What you will do —
Rescale the rows below, starting at the line that contains "For each instance of the carved" and running through the last row. Repeat every line, requests included, but multiply each x and y coordinate in the answers by 1.4 and round to whole numbers, with halves going up.

Source data —
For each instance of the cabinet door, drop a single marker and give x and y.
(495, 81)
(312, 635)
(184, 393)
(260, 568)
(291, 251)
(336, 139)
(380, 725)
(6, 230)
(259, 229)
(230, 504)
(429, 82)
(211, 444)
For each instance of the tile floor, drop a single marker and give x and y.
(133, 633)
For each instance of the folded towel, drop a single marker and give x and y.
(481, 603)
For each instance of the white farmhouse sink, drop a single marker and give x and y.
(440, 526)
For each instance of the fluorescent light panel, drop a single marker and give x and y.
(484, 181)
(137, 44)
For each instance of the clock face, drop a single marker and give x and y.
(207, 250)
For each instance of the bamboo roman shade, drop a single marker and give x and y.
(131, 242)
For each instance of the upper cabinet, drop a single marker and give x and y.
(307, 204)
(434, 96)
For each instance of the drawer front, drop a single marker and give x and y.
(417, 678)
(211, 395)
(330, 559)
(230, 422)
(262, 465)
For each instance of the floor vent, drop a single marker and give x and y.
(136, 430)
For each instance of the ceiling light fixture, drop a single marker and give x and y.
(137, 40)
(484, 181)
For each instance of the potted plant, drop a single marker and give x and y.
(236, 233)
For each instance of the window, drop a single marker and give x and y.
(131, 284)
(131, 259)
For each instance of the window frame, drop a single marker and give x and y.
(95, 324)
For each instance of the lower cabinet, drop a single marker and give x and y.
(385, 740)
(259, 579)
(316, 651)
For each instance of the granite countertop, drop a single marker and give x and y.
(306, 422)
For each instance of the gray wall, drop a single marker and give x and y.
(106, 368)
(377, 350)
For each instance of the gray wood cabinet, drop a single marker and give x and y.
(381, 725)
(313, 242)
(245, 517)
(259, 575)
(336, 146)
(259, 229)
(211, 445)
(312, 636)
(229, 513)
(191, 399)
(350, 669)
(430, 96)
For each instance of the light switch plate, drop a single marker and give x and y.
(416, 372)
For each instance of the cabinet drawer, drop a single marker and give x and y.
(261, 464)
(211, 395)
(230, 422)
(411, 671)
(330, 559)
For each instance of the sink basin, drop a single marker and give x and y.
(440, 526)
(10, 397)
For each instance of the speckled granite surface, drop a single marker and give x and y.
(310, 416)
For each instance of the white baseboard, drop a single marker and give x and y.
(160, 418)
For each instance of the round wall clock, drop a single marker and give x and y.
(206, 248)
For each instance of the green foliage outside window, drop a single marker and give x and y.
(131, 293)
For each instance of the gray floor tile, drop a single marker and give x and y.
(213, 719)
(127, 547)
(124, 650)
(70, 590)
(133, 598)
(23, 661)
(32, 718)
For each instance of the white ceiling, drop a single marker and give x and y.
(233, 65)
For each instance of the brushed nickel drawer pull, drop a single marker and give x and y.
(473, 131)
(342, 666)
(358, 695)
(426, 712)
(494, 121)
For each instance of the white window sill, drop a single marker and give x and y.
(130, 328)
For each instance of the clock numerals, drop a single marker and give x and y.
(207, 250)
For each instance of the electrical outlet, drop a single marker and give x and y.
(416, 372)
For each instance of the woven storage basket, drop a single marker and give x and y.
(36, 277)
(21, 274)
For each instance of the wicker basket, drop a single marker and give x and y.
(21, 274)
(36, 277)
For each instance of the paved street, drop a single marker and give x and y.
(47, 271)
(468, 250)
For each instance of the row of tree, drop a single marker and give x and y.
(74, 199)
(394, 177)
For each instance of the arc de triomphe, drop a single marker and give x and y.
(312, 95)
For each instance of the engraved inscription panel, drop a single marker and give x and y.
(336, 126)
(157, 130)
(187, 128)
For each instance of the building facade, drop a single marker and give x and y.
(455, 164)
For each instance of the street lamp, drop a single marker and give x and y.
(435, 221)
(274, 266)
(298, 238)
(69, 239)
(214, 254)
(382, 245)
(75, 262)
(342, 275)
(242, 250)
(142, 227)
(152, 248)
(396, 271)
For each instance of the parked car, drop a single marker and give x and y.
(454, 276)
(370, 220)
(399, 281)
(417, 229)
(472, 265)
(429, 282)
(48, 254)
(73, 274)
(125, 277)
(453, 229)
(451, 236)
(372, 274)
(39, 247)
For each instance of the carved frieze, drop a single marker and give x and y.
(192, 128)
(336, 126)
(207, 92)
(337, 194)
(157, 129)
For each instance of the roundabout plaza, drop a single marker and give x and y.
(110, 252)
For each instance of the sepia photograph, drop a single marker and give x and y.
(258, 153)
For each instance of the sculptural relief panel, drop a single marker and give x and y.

Reply to the task —
For each instance of the carved frieze, drop a single marker and give x and y.
(269, 179)
(470, 176)
(290, 129)
(472, 272)
(220, 181)
For each instance of the roundabout plaza, drop a single marker and give x and y.
(154, 353)
For each instance of the sepia photograph, drop a single marker and give x and y.
(361, 214)
For each instance of the sculptural relief panel, drop a single marker and give x and y.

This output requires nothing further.